◆ What you should do ◆
Go to the line in the entries below that holds "positive clicks: (265, 477)" and repeat exactly from there through the line that holds "positive clicks: (254, 503)", inclusive.

◆ Records to use ◆
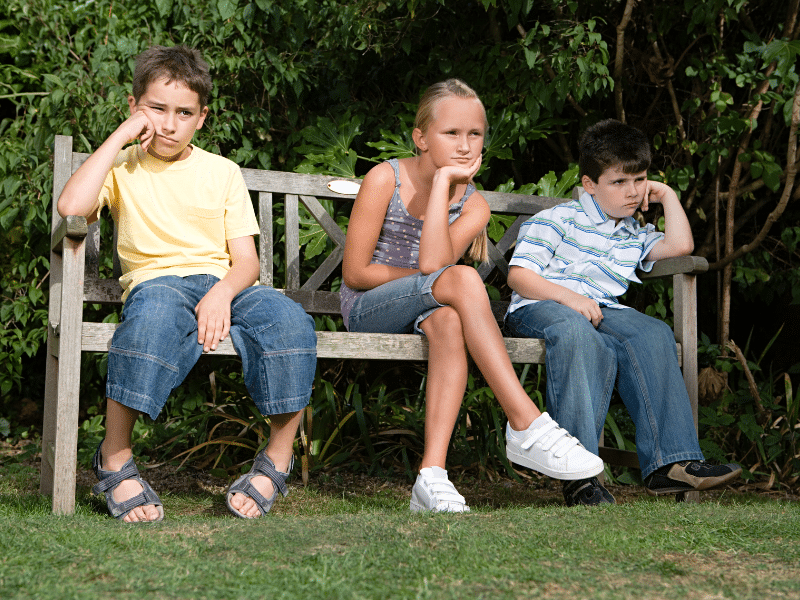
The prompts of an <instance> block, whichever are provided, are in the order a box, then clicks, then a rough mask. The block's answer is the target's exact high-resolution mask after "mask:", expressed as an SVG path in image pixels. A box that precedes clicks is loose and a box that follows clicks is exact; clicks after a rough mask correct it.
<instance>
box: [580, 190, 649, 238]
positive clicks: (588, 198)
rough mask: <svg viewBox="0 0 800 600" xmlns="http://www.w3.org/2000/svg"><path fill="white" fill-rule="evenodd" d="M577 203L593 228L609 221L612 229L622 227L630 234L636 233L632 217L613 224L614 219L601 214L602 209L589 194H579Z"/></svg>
mask: <svg viewBox="0 0 800 600" xmlns="http://www.w3.org/2000/svg"><path fill="white" fill-rule="evenodd" d="M578 202H579V203H580V205H581V208H582V209H583V212H584V213H586V216H587V217H589V220H590V221H591V222H592V224H594V225H595V226H597V227H599V226H600V225H602V224H603V223H605V222H606V221H610V222H611V225H612V227H613V229H617V228H619V227H624V228H625V229H627V230H628V231H630V232H631V233H636V221H635V220H634V218H633V217H623V218H622V219H620V221H619V223H614V219H612V218H611V217H609V216H608V215H607V214H606V213H604V212H603V209H602V208H600V205H599V204H598V203H597V200H595V199H594V196H592V195H591V194H590V193H589V192H586V191H584V192H583V193H582V194H581V197H580V199H579V200H578Z"/></svg>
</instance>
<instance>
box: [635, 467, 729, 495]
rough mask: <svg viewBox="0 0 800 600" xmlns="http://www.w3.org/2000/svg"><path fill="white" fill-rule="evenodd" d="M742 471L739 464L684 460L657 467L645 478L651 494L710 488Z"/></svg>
mask: <svg viewBox="0 0 800 600" xmlns="http://www.w3.org/2000/svg"><path fill="white" fill-rule="evenodd" d="M741 473H742V467H740V466H739V465H737V464H733V463H731V464H728V465H709V464H708V463H707V462H705V461H702V460H684V461H681V462H677V463H672V464H671V465H665V466H663V467H661V468H660V469H656V470H655V471H653V472H652V473H650V475H648V476H647V477H646V478H645V480H644V485H645V488H646V489H647V493H648V494H650V495H651V496H659V495H661V494H675V493H677V492H691V491H695V490H698V491H699V490H708V489H711V488H713V487H717V486H720V485H723V484H725V483H728V482H729V481H732V480H733V479H736V478H737V477H739V475H740V474H741Z"/></svg>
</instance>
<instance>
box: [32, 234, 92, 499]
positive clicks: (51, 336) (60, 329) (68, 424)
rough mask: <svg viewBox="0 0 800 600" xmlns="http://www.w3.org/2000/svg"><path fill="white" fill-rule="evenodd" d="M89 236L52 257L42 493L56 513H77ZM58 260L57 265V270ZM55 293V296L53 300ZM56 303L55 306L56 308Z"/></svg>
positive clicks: (42, 470) (41, 483)
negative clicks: (86, 251) (78, 464)
mask: <svg viewBox="0 0 800 600" xmlns="http://www.w3.org/2000/svg"><path fill="white" fill-rule="evenodd" d="M83 261H84V244H83V240H70V239H69V238H66V239H65V240H64V247H63V256H58V255H57V254H56V255H51V276H53V275H52V274H56V273H57V275H55V277H54V281H51V284H50V289H51V303H52V302H56V303H57V304H58V308H57V310H55V311H52V310H51V315H53V316H54V317H55V318H56V319H57V321H56V322H54V323H51V325H52V326H54V327H55V328H56V329H53V328H52V327H50V328H49V329H50V331H49V332H48V338H47V350H48V356H47V371H46V380H45V407H44V411H45V414H44V423H43V432H42V472H41V482H40V487H39V489H40V491H41V492H42V493H43V494H52V495H53V505H52V506H53V513H55V514H62V515H63V514H73V513H74V512H75V484H76V479H77V478H76V470H77V463H78V400H79V394H80V370H81V322H82V320H83V277H84V268H83V267H84V264H83ZM53 262H55V263H56V269H53ZM52 296H55V298H53V297H52ZM52 308H53V307H52V306H51V309H52Z"/></svg>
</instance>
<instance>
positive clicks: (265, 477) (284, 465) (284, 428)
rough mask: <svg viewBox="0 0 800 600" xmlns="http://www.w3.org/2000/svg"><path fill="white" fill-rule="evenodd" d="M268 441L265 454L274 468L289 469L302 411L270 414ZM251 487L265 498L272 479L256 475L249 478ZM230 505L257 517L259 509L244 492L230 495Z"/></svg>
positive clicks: (254, 503)
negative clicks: (270, 414) (255, 490)
mask: <svg viewBox="0 0 800 600" xmlns="http://www.w3.org/2000/svg"><path fill="white" fill-rule="evenodd" d="M269 420H270V431H269V442H268V443H267V449H266V451H267V456H269V457H270V459H271V460H272V462H273V463H274V464H275V468H276V469H277V470H278V471H281V472H282V473H286V472H287V471H288V469H289V463H290V462H291V460H292V445H293V444H294V438H295V436H296V435H297V428H298V427H300V422H301V421H302V420H303V411H302V410H300V411H297V412H294V413H286V414H282V415H271V416H270V418H269ZM251 483H252V484H253V487H255V488H256V489H257V490H258V491H259V493H260V494H261V495H262V496H264V497H265V498H269V497H270V496H272V493H273V492H274V491H275V488H274V487H273V485H272V480H271V479H270V478H269V477H264V476H263V475H257V476H255V477H253V479H252V480H251ZM231 505H232V506H233V507H234V508H235V509H236V510H238V511H239V512H240V513H242V514H243V515H246V516H248V517H259V516H261V511H260V510H259V509H258V505H257V504H256V503H255V502H254V501H253V499H252V498H250V497H248V496H245V495H244V494H234V495H233V496H232V497H231Z"/></svg>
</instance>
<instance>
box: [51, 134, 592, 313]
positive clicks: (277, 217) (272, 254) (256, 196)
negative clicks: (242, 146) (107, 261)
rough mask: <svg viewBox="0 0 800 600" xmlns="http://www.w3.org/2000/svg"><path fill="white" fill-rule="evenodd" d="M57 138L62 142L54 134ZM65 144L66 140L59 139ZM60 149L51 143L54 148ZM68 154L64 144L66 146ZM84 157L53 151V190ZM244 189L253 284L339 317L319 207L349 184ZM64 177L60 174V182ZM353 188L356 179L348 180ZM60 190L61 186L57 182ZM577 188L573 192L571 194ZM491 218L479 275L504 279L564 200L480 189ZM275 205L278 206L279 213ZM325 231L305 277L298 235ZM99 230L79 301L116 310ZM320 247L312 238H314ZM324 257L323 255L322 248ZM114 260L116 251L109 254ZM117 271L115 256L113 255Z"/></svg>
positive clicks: (66, 138)
mask: <svg viewBox="0 0 800 600" xmlns="http://www.w3.org/2000/svg"><path fill="white" fill-rule="evenodd" d="M57 137H58V138H63V136H57ZM66 140H69V138H66ZM59 142H60V143H64V142H63V140H60V141H59V140H57V143H59ZM70 148H71V140H70ZM88 157H89V155H88V154H83V153H71V160H67V158H66V157H63V158H62V161H61V162H62V163H63V164H61V165H59V160H58V159H59V153H58V152H56V165H55V168H56V170H58V169H59V168H60V169H62V170H63V171H65V173H64V174H63V175H62V176H60V177H56V182H57V183H56V185H57V186H58V182H59V181H60V180H63V181H64V183H65V182H66V180H67V179H69V176H70V175H71V174H72V173H74V172H75V171H76V170H77V169H78V167H79V166H80V165H81V164H83V162H84V161H85V160H86V159H87V158H88ZM242 174H243V176H244V180H245V183H246V185H247V189H248V190H249V191H250V192H251V194H252V195H253V196H254V199H256V200H257V202H258V214H259V224H260V228H261V234H260V236H259V241H258V243H259V256H260V264H261V273H260V281H261V282H262V283H264V284H268V285H272V286H274V287H276V288H279V289H282V290H284V292H285V293H286V295H287V296H289V297H291V298H293V299H294V300H296V301H297V302H299V303H300V304H302V305H303V307H304V308H305V310H306V311H307V312H309V313H311V314H328V315H338V314H339V313H340V307H339V294H338V293H336V292H331V291H330V289H326V287H327V288H329V287H330V286H329V285H326V282H328V281H330V278H331V276H332V275H333V274H334V273H335V272H336V270H337V269H338V268H339V267H340V265H341V262H342V256H343V254H344V242H345V232H344V231H343V230H342V228H341V227H340V226H339V225H338V224H337V223H336V221H335V220H334V217H333V216H332V215H331V213H330V212H329V210H328V209H327V208H326V207H325V206H324V205H323V202H325V201H331V202H334V203H342V202H345V203H352V202H353V200H354V199H355V194H342V193H338V192H336V191H333V190H332V189H331V188H332V187H333V188H336V187H337V185H336V184H333V185H329V184H331V182H333V181H348V180H344V179H343V178H341V177H331V176H326V175H307V174H302V173H286V172H281V171H267V170H260V169H242ZM64 175H65V176H64ZM349 181H353V182H355V183H356V184H358V183H360V181H359V180H349ZM61 187H62V189H63V184H61ZM577 190H578V189H577V188H576V194H577ZM60 193H61V189H56V190H54V194H55V197H58V195H59V194H60ZM481 194H483V196H484V197H485V198H486V200H487V202H488V203H489V206H490V208H491V210H492V213H494V214H505V215H513V216H515V217H516V219H515V220H514V221H513V224H511V225H510V226H509V227H508V228H507V230H506V231H505V234H504V235H503V237H502V239H500V240H499V241H498V242H496V243H492V242H491V240H490V241H489V248H488V250H489V261H488V262H487V263H485V264H483V265H481V266H480V267H479V269H478V272H479V273H480V275H481V277H482V278H483V279H484V280H485V279H486V277H487V276H488V275H489V274H490V273H492V271H494V270H495V269H499V271H500V272H501V273H502V274H503V276H505V275H507V274H508V262H507V261H506V255H507V253H508V251H509V250H510V249H511V248H512V247H513V246H514V243H515V242H516V238H517V233H518V232H519V228H520V225H522V223H523V222H524V221H525V220H526V219H527V218H529V217H530V216H531V215H533V214H535V213H537V212H539V211H540V210H543V209H545V208H549V207H552V206H555V205H557V204H560V203H562V202H565V201H566V200H567V199H566V198H551V197H546V196H534V195H524V194H513V193H504V192H487V191H481ZM281 206H282V208H280V207H281ZM300 206H303V207H304V208H305V209H306V211H307V212H308V213H309V214H310V215H311V217H312V218H313V223H308V222H304V223H301V217H300V210H299V209H300ZM281 222H282V223H283V228H282V236H283V238H284V244H283V245H284V250H283V252H281V251H280V244H279V243H276V240H275V236H276V223H281ZM323 232H324V235H326V236H327V239H328V240H329V242H330V245H331V246H332V248H331V249H330V250H329V253H328V255H327V257H326V258H325V259H324V260H323V261H322V262H321V263H320V264H319V265H317V266H316V268H315V269H314V270H313V272H311V273H307V272H305V271H307V269H303V268H301V267H307V266H308V263H306V264H305V265H301V261H302V250H303V246H305V242H306V240H305V239H301V233H303V234H306V235H311V234H314V235H315V236H319V235H321V234H322V233H323ZM100 240H101V236H100V227H99V222H96V223H93V224H92V225H91V226H90V227H89V233H88V235H87V238H86V241H87V244H86V272H85V285H84V300H85V301H86V302H97V303H108V304H118V303H120V302H121V301H120V297H121V289H120V287H119V283H118V281H117V278H116V277H114V278H104V277H100V276H99V264H100V256H101V254H100ZM316 241H317V242H318V241H319V240H318V239H317V240H316ZM326 252H328V249H326ZM115 254H116V253H115ZM276 255H277V256H278V257H279V259H280V260H283V261H285V262H284V267H285V268H284V271H285V280H284V281H275V264H274V257H275V256H276ZM114 260H115V265H117V264H118V263H117V259H116V255H115V256H114ZM118 273H119V271H118V268H117V269H116V275H118ZM492 306H493V310H494V313H495V315H496V316H497V317H498V319H500V318H502V315H503V313H504V312H505V308H506V306H507V302H493V303H492Z"/></svg>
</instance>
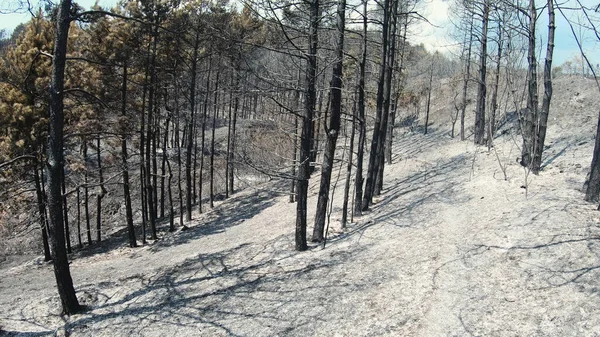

◆ Result for this task ◆
positive clicks: (265, 477) (284, 465) (284, 428)
rough mask: <svg viewBox="0 0 800 600" xmlns="http://www.w3.org/2000/svg"><path fill="white" fill-rule="evenodd" d="M268 441L265 454L274 468L289 469L302 411L270 414ZM251 487L265 498L272 479L256 475L249 478ZM230 505L257 517L259 509L244 492L230 495Z"/></svg>
positive clicks: (254, 503)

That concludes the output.